Requirement:
Please find each line in the records below that contains the word "logo" and copy those lines out.

Input data:
▬▬▬

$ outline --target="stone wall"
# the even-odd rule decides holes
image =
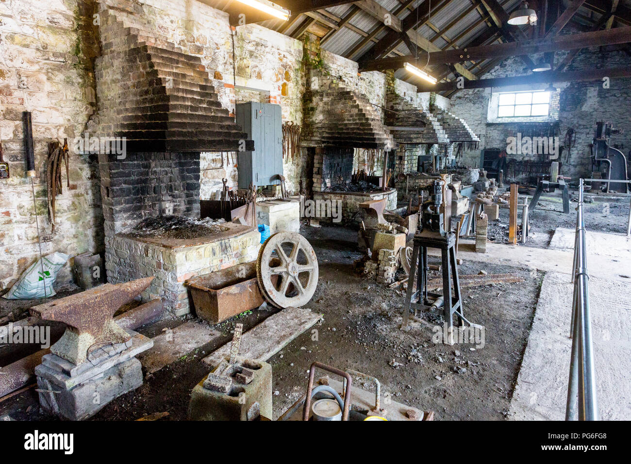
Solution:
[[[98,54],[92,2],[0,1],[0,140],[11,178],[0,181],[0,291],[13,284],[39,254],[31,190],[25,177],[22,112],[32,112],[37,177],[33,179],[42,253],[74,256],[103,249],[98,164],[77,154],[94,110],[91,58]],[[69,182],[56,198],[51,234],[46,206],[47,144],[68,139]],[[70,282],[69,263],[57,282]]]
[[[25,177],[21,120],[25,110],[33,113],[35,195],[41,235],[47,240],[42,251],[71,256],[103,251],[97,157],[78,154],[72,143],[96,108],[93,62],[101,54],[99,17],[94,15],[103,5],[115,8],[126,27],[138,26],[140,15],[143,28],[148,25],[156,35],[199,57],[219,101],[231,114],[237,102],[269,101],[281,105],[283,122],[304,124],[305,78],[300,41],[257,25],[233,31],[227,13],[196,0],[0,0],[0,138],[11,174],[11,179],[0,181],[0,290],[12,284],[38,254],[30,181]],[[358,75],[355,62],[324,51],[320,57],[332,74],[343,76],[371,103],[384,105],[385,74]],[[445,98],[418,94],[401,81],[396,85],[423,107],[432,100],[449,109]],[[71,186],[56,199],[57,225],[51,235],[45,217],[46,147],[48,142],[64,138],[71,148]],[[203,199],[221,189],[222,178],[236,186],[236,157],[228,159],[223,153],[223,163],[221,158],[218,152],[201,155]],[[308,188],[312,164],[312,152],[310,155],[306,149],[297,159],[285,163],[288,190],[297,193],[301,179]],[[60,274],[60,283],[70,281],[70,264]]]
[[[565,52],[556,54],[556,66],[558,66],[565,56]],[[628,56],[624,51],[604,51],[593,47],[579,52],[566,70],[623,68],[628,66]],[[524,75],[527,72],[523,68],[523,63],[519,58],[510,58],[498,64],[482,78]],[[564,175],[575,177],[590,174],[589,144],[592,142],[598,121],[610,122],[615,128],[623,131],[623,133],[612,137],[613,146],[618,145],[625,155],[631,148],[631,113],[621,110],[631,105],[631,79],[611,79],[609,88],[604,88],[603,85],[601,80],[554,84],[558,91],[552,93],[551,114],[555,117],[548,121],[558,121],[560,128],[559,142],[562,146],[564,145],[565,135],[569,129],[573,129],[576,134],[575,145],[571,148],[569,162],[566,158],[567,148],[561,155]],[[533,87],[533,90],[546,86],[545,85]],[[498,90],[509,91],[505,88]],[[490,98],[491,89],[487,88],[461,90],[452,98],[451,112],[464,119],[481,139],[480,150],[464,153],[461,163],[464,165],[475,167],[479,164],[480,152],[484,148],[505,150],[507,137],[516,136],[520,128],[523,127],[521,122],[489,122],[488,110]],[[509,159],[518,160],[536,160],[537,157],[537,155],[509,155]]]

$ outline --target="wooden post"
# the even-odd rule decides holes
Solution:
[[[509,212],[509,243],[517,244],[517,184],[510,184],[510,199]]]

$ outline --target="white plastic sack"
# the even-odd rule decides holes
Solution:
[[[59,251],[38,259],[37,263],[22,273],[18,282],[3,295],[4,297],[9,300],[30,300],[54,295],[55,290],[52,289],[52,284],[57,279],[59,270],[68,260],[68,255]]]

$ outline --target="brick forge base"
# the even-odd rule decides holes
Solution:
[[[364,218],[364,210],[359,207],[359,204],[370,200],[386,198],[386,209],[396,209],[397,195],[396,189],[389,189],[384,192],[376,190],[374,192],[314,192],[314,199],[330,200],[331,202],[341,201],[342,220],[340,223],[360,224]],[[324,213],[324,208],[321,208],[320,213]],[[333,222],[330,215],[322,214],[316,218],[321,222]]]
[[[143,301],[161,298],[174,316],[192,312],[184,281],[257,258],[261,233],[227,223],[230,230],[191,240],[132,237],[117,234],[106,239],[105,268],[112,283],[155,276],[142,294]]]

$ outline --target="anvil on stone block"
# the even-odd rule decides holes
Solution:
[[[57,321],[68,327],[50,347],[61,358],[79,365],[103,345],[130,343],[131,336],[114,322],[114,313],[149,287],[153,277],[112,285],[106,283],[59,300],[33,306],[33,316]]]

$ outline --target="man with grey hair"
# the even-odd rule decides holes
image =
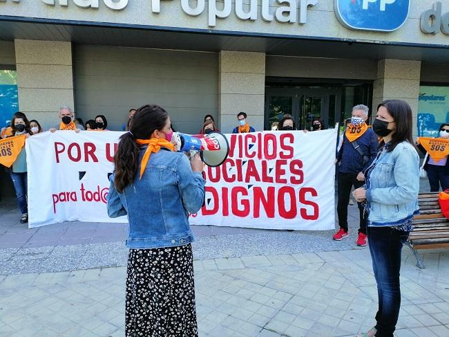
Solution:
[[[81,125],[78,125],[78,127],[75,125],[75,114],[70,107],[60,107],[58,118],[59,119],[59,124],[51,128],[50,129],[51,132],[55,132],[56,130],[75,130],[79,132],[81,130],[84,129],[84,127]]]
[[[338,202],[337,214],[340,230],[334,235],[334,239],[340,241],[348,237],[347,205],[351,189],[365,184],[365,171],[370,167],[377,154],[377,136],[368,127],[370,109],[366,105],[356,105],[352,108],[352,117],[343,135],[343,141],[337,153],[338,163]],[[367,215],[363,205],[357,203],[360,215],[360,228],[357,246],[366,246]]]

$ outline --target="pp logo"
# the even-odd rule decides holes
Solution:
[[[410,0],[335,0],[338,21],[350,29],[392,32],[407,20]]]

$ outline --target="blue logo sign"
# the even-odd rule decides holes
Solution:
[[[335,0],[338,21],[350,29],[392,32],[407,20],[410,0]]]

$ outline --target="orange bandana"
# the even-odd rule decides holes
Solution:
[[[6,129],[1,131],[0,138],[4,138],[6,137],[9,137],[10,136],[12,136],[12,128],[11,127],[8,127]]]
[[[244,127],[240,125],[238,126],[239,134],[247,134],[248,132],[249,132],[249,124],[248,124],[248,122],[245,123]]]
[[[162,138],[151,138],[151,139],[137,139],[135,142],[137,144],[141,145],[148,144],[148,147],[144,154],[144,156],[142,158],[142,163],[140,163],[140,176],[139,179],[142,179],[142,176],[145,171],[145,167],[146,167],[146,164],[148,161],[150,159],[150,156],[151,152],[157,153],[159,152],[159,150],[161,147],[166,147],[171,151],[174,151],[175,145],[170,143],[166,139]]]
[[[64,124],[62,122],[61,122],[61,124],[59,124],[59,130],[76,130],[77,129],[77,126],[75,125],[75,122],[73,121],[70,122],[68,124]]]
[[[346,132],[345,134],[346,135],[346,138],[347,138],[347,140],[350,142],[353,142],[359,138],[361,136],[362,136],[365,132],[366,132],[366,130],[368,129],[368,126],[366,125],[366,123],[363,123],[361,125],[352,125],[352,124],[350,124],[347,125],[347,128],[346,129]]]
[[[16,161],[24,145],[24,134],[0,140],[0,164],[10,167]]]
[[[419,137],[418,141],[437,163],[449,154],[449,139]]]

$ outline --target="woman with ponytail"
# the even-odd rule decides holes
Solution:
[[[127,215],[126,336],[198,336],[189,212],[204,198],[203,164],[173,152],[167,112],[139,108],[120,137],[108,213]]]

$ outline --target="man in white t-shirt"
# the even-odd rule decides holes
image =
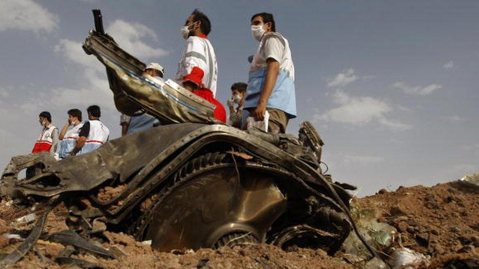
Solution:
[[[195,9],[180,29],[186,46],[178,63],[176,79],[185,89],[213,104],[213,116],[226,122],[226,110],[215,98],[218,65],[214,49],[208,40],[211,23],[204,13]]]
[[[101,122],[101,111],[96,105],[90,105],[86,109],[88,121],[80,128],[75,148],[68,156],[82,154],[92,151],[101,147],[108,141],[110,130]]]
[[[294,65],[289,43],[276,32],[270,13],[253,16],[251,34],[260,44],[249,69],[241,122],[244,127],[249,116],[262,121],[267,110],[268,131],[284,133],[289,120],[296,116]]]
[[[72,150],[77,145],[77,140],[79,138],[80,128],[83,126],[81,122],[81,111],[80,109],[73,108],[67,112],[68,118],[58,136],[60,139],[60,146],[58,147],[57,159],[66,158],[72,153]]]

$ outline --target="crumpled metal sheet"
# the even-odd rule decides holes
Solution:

▬▬▬

Full answer:
$ outline --target="pp logo"
$ outline --target="blue logo sign"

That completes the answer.